__SET TASK__
Rewrite the records below as a numbered list, one line per item, and leave out any blank lines.

__DATA ENTRIES__
____
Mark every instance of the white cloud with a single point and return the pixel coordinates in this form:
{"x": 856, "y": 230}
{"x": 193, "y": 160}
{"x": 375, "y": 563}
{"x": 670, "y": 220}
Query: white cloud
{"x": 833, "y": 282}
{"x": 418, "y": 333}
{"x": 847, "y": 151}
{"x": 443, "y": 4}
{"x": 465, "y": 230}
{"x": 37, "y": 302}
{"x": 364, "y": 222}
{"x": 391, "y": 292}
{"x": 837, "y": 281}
____
__RESPONSE__
1. Mark every instance of the white cloud with a single point and return the pixel coordinates in this form:
2. {"x": 856, "y": 230}
3. {"x": 193, "y": 160}
4. {"x": 375, "y": 563}
5. {"x": 670, "y": 220}
6. Query: white cloud
7. {"x": 833, "y": 282}
8. {"x": 418, "y": 333}
9. {"x": 847, "y": 151}
10. {"x": 443, "y": 4}
11. {"x": 465, "y": 230}
12. {"x": 37, "y": 302}
13. {"x": 364, "y": 222}
14. {"x": 391, "y": 292}
15. {"x": 837, "y": 281}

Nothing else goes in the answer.